- [Written request 1] In the thread below about GPU snapshotting, which NVIDIA tool do both checkpointing approaches still need for the GPU side?

- [Document section]
Begin
Reduce GVisor Cold Starts with GPU Snapshotting

(cerebrium.ai)

42 points | by jono_irwin 4 hours ago

7 comments

keynha 1 hour ago

The number that jumped out is 9GB restoring in 2.25s from S3 but 9s from local NVMe. I'd have bet on local, so the inversion is surprising.
mountainriver 3 hours ago

How does this compare to the CRIU work? Or does it use that under the hood?

[-]
- za_mike157 3 hours ago
  
  No we don't use it. CRIU is used for normal checkpoint/restore of Linux processes. Since we run GVisor for container isolation we use their checkpoint/restore support for the sandboxed process state.
  Both approaches still need NVIDIA’s cuda-checkpoint for the GPU side, because CUDA/GPU memory and driver state are not something a normal process checkpointing tool can handle on its own.
eperot 2 hours ago

Wrong headline order, right? Should read "Reduce GPU Cold Starts with gVisor Snapshotting".

[-]
- za_mike157 2 hours ago
  
  haha you are right that the title is a bit strange - should just be "Reduce GPU cold starts with snapshotting"
  I can't read good ;)
gpgn_ 4 hours ago

Interesting work. How does NVIDIA Dynamo Snapshot relate?

[-]
- za_mike157 3 hours ago
  
  There are a lot of similarities.
  They run their snapshot agent as a Kubernetes DaemonSet, whereas our implementation runs as part of the Cerebrium container runtime path. Under the hood, both approaches rely on cuda-checkpoint, since cuda-checkpoint is currently the main primitive NVIDIA exposes for interacting with GPU memory during checkpoint/restore.
  One difference is how KV cache handling is exposed. NVIDIA’s approach appears to automatically handle KV cache allocation/deallocation, whereas today we expose that choice to users (vLLM and SGLang expose primitives to to his). In some cases, users may want to discard the KV cache to reduce checkpoint size and restore time; in others, preserving it may be useful.
End
- [Written request 2] From the entries below, pick out every line that contains the string "woman". Matching is case-sensitive.

- [Records]
Begin
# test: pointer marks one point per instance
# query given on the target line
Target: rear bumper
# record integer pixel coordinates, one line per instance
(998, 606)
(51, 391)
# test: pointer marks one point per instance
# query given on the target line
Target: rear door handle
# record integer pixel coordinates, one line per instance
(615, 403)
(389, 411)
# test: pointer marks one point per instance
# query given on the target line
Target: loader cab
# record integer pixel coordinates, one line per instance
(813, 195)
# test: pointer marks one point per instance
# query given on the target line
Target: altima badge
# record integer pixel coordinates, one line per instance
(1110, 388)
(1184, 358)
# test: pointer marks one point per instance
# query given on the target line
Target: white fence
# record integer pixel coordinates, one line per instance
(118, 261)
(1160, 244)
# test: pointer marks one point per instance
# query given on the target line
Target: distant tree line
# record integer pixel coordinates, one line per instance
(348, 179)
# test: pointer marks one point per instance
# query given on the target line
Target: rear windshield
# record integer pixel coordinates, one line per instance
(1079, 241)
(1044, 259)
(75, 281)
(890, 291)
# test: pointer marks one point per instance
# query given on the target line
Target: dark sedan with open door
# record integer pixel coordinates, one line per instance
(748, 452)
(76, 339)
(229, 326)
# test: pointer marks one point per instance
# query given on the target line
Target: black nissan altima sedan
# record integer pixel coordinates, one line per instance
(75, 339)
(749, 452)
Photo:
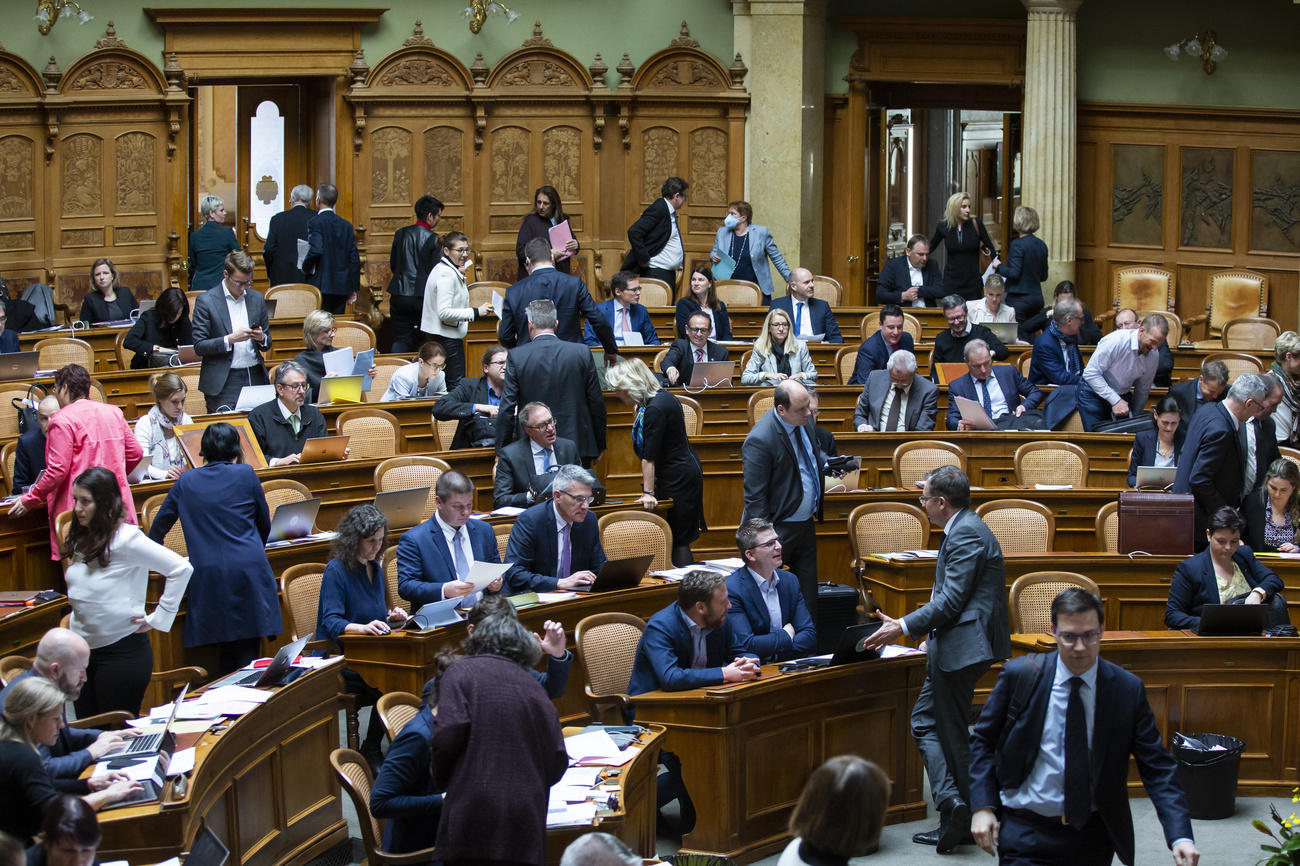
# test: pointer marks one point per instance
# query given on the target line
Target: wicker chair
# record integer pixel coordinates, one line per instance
(372, 433)
(1051, 463)
(631, 533)
(911, 460)
(1030, 601)
(607, 645)
(1019, 525)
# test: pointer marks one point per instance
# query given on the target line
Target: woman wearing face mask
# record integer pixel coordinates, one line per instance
(749, 246)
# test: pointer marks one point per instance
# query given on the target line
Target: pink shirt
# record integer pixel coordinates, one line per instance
(83, 434)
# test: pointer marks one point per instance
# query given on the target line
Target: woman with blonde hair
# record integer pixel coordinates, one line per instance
(778, 354)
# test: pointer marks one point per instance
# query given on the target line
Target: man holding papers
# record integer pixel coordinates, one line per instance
(434, 559)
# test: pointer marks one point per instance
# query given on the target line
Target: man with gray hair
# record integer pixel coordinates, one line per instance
(287, 228)
(555, 544)
(1212, 464)
(896, 399)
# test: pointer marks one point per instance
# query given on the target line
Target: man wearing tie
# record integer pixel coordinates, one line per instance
(433, 559)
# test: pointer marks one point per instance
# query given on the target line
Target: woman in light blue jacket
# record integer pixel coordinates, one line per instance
(750, 246)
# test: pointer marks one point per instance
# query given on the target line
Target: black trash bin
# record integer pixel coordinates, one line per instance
(1209, 778)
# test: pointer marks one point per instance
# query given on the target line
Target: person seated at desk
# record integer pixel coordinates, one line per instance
(1273, 512)
(475, 403)
(1222, 574)
(896, 399)
(282, 424)
(875, 350)
(624, 314)
(767, 615)
(434, 558)
(160, 330)
(555, 544)
(1160, 445)
(524, 467)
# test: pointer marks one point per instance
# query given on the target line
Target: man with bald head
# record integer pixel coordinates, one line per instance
(807, 315)
(61, 658)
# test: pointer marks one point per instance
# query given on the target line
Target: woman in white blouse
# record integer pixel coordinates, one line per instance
(155, 429)
(778, 354)
(107, 581)
(446, 304)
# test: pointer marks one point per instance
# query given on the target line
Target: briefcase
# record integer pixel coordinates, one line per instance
(1156, 523)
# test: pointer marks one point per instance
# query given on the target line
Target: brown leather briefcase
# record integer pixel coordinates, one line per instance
(1156, 523)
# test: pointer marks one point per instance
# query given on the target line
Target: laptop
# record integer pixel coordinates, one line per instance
(1225, 620)
(324, 449)
(619, 574)
(293, 520)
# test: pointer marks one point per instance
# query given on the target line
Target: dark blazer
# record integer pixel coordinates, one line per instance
(95, 308)
(774, 488)
(752, 627)
(280, 254)
(1008, 379)
(533, 548)
(563, 376)
(515, 470)
(212, 324)
(896, 278)
(333, 263)
(666, 650)
(1195, 585)
(571, 299)
(640, 323)
(1122, 726)
(424, 558)
(459, 403)
(874, 354)
(823, 317)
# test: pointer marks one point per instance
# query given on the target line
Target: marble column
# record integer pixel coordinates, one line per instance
(1049, 152)
(783, 43)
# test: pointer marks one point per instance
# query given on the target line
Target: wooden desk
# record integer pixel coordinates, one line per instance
(1201, 685)
(264, 786)
(748, 749)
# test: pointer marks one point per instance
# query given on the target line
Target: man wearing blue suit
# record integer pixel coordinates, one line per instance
(434, 558)
(807, 315)
(333, 263)
(555, 544)
(568, 293)
(767, 614)
(1049, 779)
(624, 314)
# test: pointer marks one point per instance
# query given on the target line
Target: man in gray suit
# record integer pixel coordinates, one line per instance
End
- [Expected answer 1] NVIDIA's cuda-checkpoint.

- [Expected answer 2]
Target: woman wearing face mask
Target: woman with blonde hair
Target: woman in light blue jacket
Target: woman in white blouse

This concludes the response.